### What you will do:
Skip the pictures. Repeat everything else in the records word for word.

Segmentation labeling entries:
┌────────

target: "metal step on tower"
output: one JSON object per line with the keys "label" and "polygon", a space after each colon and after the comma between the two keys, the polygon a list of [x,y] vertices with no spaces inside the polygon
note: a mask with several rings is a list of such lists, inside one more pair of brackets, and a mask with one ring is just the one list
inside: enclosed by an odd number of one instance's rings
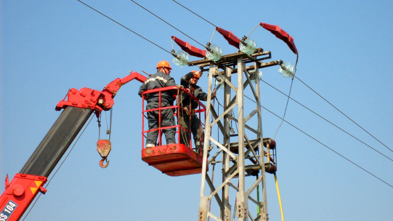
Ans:
{"label": "metal step on tower", "polygon": [[[204,59],[189,63],[209,71],[199,221],[269,218],[265,173],[275,171],[271,157],[275,144],[263,138],[259,82],[253,80],[258,77],[259,69],[282,63],[264,62],[270,58],[270,51],[258,49],[251,55],[239,52],[217,61]],[[219,113],[211,95],[223,86],[223,100],[217,97],[217,102],[223,101],[224,109]],[[245,97],[253,102],[245,106]],[[221,179],[214,175],[215,166],[220,165]]]}

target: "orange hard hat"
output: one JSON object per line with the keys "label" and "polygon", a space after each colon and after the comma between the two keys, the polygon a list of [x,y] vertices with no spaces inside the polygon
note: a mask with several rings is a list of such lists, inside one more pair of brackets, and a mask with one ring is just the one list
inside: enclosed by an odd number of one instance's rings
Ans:
{"label": "orange hard hat", "polygon": [[169,62],[167,61],[161,61],[157,64],[157,67],[156,69],[158,69],[160,68],[167,68],[169,70],[172,70],[169,66]]}

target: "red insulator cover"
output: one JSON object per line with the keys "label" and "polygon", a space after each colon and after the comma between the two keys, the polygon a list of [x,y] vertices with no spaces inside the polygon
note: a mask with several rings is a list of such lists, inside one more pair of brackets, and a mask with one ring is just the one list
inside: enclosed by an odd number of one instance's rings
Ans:
{"label": "red insulator cover", "polygon": [[206,56],[206,50],[203,50],[194,47],[188,42],[180,40],[179,38],[174,36],[172,36],[171,38],[174,40],[174,42],[176,42],[176,43],[180,46],[180,48],[181,48],[183,51],[189,54],[190,55],[202,58]]}
{"label": "red insulator cover", "polygon": [[260,23],[260,25],[262,26],[262,28],[270,31],[274,34],[276,37],[284,41],[293,53],[297,54],[297,49],[296,49],[296,47],[295,46],[295,43],[293,42],[293,37],[289,35],[286,31],[281,29],[277,25],[269,25],[264,23]]}
{"label": "red insulator cover", "polygon": [[223,35],[224,38],[227,39],[228,42],[229,43],[229,45],[235,47],[237,49],[239,49],[240,39],[233,34],[232,32],[227,31],[219,27],[215,27],[215,30]]}

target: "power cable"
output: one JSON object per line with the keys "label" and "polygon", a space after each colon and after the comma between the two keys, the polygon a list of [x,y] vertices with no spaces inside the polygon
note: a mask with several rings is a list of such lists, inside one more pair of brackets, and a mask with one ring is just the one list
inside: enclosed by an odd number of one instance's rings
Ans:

└────────

### Output:
target: "metal step on tower"
output: one JSON object per line with the keys "label" and "polygon", a space after each colon and after the comma between the two keys, the polygon a list of [x,y] vertices with no spaces inside the polygon
note: a mask with several rings is a list of such lists, inside one more pair of brackets, and a mask with one ring is just the one list
inside: enclosed by an odd number of one instance's rings
Ans:
{"label": "metal step on tower", "polygon": [[[204,59],[189,63],[209,71],[199,221],[269,218],[265,173],[275,171],[271,157],[275,144],[263,138],[259,82],[253,80],[258,77],[259,69],[282,63],[264,62],[270,58],[270,51],[258,49],[251,55],[239,52],[217,61]],[[219,113],[211,95],[223,86],[223,100],[217,97],[217,102],[223,101],[224,109]],[[245,97],[253,102],[245,106]],[[221,179],[214,175],[215,166],[220,165]]]}

target: "orange hard hat"
output: one JSON object per line with the keys "label" and "polygon", a space after each colon and after the comma between the two keys, the polygon a list of [x,y] vertices with no spaces inside the polygon
note: a mask with several rings is a list of such lists, inside one more pair of brackets, and a mask with one ring is just the one list
inside: enclosed by an odd number of one instance's rings
Ans:
{"label": "orange hard hat", "polygon": [[169,62],[167,61],[161,61],[157,64],[157,67],[156,69],[158,69],[160,68],[167,68],[169,70],[172,70],[169,66]]}

target: "red insulator cover"
output: one JSON object per line with the keys "label" and "polygon", a space after each colon and after the comma between the two keys, the polygon a list of [x,y] vertices with no spaces inside the polygon
note: a mask with several rings is a list of such lists, inside one more pair of brackets, and a mask with one ring is just the one list
inside: enclosed by an odd number of one instance's rings
Ans:
{"label": "red insulator cover", "polygon": [[206,56],[206,50],[203,50],[194,47],[188,42],[180,40],[179,38],[174,36],[172,36],[171,38],[174,40],[174,42],[176,42],[176,43],[180,46],[180,48],[181,48],[183,51],[189,54],[190,55],[202,58]]}
{"label": "red insulator cover", "polygon": [[260,23],[260,25],[262,26],[262,28],[270,31],[274,34],[276,37],[284,41],[293,53],[297,54],[297,49],[296,49],[296,47],[295,46],[295,43],[293,42],[293,37],[289,35],[286,31],[281,29],[277,25],[269,25],[264,23]]}
{"label": "red insulator cover", "polygon": [[223,35],[224,38],[227,39],[228,42],[229,43],[229,45],[235,47],[237,49],[239,49],[240,39],[233,34],[232,32],[227,31],[219,27],[215,27],[215,30]]}

target: "power cable"
output: one JSON object per line with the keys "label" and "polygon", a space after each colon and after the comma between the two keys, the polygon a list of [x,y] vertices with no spaces inside the polygon
note: a mask with several rings is a list of such lists, inside one more pair of brackets, and a mask with one ring is just the one list
inside: enclosed by an odd number of one instance's rings
Ans:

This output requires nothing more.